- Opening Delimiter -

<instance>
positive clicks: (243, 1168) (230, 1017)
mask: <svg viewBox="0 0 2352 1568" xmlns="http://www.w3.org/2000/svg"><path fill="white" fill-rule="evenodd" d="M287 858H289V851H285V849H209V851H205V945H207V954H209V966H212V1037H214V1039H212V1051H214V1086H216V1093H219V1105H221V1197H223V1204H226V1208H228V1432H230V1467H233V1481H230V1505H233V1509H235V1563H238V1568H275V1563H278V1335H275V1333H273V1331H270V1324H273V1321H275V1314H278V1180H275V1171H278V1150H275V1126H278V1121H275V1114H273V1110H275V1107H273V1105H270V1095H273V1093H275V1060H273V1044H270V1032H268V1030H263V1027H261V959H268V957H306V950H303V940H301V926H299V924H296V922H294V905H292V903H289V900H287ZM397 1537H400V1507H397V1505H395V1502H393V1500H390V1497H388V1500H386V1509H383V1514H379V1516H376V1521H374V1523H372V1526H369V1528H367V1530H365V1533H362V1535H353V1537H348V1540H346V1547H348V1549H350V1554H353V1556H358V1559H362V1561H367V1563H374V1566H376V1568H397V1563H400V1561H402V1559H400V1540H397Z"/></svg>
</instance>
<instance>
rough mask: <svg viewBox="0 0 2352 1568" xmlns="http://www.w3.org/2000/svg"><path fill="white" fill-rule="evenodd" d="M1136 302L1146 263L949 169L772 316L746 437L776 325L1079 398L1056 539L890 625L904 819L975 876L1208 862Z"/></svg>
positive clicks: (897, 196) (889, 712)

- Closing Delimiter -

• [About this task] When the material above is given again, every line must match it exactly.

• [Expected answer]
<instance>
positive clicks: (243, 1168) (230, 1017)
mask: <svg viewBox="0 0 2352 1568" xmlns="http://www.w3.org/2000/svg"><path fill="white" fill-rule="evenodd" d="M287 858H289V851H285V849H209V851H205V945H207V954H209V966H212V1037H214V1039H212V1051H214V1086H216V1093H219V1105H221V1197H223V1204H226V1208H228V1432H230V1467H233V1481H230V1505H233V1509H235V1563H238V1568H275V1563H278V1335H275V1333H273V1331H270V1324H273V1321H275V1314H278V1180H275V1171H278V1150H275V1126H278V1121H275V1114H273V1110H275V1107H273V1105H270V1095H273V1093H275V1060H273V1044H270V1032H268V1030H263V1027H261V959H268V957H306V950H303V940H301V926H299V924H296V922H294V905H292V903H289V900H287ZM397 1537H400V1507H397V1505H395V1502H393V1500H390V1497H388V1500H386V1509H383V1514H379V1516H376V1521H374V1523H372V1526H369V1528H367V1530H365V1533H362V1535H353V1537H348V1540H346V1547H348V1549H350V1554H353V1556H358V1559H362V1561H367V1563H374V1566H376V1568H397V1563H400V1561H402V1559H400V1540H397Z"/></svg>
</instance>
<instance>
rough mask: <svg viewBox="0 0 2352 1568" xmlns="http://www.w3.org/2000/svg"><path fill="white" fill-rule="evenodd" d="M1136 302L1146 263L949 169L772 316L746 437L776 325L1079 398L1056 539L890 625L904 819L975 876L1208 862Z"/></svg>
positive clicks: (897, 196) (889, 712)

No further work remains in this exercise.